What the exercise asks = Rewrite all of the data below line for line, shifting each x and y coordinate in the answers up by 80 and keeping every other line as it stands. Omit the pictures.

┄┄┄┄┄┄

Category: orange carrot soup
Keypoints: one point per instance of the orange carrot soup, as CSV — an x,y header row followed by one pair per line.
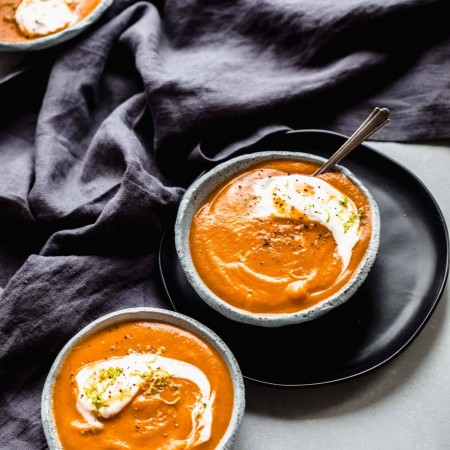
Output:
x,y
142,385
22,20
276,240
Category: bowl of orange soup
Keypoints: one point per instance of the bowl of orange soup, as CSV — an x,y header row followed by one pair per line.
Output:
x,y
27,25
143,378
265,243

┄┄┄┄┄┄

Task result =
Category: orange carrot soup
Keypoints: one point per instance of the orange carrot soup, as CSV — an x,y header row followed by one pair per line.
Output:
x,y
222,465
102,100
356,320
Category: bowl of orange soup
Keypoints: one point per instance of the bowl of orange soup, as CSV — an x,y header row followed by one pair per line.
Output:
x,y
107,105
223,458
345,323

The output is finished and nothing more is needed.